- Quoted text:
I'm very interested in this aspect. Do you have a sense of whether there's enough in the kernel now to build this, or are there still pieces missing?

Yes, there are indeed pieces missing for this use-case. I intend to push another system call for the next merge window (4.19): "cpu_opv" [1]. It stands for "CPU operation vector", which is needed to take care of moving user-level tasks around between per-cpu work-queues touched by rseq fast-paths in a way that is safe against CPU hotplug. It's also needed to migrate free memory between per-cpu memory pools modified by rseq fast-paths safely against CPU hotplug. Some of it can be approximated by setting cpu affinity, but it's racy against CPU hotplug.

cpu_opv can be used as a slow-path fallback in pretty much all scenarios where the rseq fast-path aborts.

- What is asked:
1. From the forum reply, repeat word for word the passage that starts at the words "I'm very interested" and ends after "rseq fast-path aborts.".
2. According to the forum reply, what are all the uses for which cpu_opv is needed or can be used?
3. Why does the forum reply treat setting CPU affinity as an inadequate replacement for cpu_opv?
Draw only on the forum reply when working through these.

[Source records]
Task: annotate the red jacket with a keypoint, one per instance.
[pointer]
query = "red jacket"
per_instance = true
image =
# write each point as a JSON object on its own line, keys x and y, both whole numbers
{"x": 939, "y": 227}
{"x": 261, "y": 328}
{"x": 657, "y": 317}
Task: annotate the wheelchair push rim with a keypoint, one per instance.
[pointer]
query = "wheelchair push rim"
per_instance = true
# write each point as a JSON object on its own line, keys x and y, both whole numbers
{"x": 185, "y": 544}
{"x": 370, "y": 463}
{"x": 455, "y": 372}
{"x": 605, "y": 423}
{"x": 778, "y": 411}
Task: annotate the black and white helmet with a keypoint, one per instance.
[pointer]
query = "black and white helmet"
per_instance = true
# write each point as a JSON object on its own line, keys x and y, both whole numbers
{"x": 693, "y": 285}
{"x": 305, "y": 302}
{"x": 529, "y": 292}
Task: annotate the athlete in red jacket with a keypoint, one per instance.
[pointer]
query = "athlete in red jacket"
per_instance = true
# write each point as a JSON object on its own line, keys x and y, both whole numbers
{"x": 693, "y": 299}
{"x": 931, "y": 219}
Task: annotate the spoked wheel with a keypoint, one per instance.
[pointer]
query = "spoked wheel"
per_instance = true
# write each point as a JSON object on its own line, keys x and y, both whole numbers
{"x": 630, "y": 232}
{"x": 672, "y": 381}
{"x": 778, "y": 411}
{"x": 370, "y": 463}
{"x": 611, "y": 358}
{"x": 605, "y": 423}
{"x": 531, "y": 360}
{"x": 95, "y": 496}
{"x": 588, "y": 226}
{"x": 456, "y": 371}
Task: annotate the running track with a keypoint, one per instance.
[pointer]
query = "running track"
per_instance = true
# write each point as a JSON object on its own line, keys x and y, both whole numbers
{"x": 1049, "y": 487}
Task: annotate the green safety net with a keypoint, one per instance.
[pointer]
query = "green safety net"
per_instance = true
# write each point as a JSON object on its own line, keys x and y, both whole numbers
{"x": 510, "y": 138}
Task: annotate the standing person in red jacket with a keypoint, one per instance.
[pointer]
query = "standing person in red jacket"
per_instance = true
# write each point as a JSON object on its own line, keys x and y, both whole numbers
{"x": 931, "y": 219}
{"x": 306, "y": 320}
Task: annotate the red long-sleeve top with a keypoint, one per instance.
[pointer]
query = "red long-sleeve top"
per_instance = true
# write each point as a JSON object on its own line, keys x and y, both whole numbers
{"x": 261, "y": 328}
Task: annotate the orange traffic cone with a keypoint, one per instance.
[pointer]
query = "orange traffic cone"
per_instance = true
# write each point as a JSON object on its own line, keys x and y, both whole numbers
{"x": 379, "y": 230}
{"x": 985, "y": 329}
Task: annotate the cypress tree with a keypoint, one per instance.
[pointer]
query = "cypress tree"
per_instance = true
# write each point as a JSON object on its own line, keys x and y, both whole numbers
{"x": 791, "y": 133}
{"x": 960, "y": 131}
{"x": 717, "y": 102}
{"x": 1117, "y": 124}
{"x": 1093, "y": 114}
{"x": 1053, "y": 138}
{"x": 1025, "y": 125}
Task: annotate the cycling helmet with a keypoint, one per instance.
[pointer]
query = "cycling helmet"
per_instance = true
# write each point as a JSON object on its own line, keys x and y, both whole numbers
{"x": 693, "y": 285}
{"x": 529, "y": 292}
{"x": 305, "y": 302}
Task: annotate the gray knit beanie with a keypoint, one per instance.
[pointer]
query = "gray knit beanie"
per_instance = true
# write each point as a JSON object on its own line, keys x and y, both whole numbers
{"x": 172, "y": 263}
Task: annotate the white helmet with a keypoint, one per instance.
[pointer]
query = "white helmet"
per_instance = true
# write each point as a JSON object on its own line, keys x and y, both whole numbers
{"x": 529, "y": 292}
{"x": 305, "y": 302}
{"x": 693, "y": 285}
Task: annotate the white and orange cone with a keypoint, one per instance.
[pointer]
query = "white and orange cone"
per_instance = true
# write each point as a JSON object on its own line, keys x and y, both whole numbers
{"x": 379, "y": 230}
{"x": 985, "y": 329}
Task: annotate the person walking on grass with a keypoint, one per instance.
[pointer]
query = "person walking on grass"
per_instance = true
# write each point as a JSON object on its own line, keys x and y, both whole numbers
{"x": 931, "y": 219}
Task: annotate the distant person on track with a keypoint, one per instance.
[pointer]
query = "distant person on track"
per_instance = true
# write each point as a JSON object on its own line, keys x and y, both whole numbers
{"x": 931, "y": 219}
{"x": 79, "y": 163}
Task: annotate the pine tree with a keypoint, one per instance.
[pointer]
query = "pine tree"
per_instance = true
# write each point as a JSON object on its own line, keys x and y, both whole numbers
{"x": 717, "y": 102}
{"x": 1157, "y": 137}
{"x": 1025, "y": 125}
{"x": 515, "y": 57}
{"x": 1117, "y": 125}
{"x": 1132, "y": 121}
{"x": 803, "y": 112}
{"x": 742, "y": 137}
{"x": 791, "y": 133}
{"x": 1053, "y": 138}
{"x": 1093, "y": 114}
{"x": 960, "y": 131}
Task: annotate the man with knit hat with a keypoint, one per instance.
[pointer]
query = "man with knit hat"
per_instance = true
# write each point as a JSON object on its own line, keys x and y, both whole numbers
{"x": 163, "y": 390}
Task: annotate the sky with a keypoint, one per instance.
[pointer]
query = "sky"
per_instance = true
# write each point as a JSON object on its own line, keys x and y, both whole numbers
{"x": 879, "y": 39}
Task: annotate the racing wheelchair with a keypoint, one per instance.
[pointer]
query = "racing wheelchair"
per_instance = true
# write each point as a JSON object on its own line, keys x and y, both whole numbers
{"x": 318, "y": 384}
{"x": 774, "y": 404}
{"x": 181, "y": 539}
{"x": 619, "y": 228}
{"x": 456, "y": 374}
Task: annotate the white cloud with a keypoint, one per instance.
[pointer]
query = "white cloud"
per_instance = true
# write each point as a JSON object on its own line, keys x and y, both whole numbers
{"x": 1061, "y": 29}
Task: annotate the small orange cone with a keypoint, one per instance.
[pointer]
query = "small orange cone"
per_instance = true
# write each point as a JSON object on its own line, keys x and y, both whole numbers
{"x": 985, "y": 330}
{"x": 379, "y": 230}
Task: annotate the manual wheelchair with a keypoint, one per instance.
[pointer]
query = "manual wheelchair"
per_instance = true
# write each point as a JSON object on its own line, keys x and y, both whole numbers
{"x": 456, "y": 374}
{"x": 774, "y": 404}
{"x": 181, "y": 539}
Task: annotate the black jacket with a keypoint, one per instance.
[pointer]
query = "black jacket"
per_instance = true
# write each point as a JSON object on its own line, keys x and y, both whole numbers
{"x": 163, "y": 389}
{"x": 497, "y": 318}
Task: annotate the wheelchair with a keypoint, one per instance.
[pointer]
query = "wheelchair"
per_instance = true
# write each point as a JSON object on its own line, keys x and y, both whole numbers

- Worked solutions:
1.
I'm very interested in this aspect. Do you have a sense of whether there's enough in the kernel now to build this, or are there still pieces missing?

Yes, there are indeed pieces missing for this use-case. I intend to push another system call for the next merge window (4.19): "cpu_opv" [1]. It stands for "CPU operation vector", which is needed to take care of moving user-level tasks around between per-cpu work-queues touched by rseq fast-paths in a way that is safe against CPU hotplug. It's also needed to migrate free memory between per-cpu memory pools modified by rseq fast-paths safely against CPU hotplug. Some of it can be approximated by setting cpu affinity, but it's racy against CPU hotplug.

cpu_opv can be used as a slow-path fallback in pretty much all scenarios where the rseq fast-path aborts.

2.
- Moving user-level tasks between per-cpu work-queues touched by rseq fast-paths, safely against CPU hotplug
- Migrating free memory between per-cpu memory pools modified by rseq fast-paths, safely against CPU hotplug
- Serving as a slow-path fallback in pretty much all scenarios where the rseq fast-path aborts

3. Setting CPU affinity can only approximate some of what cpu_opv does, and it is racy against CPU hotplug. cpu_opv is meant to move tasks and migrate free memory between per-cpu structures in a way that is safe against CPU hotplug.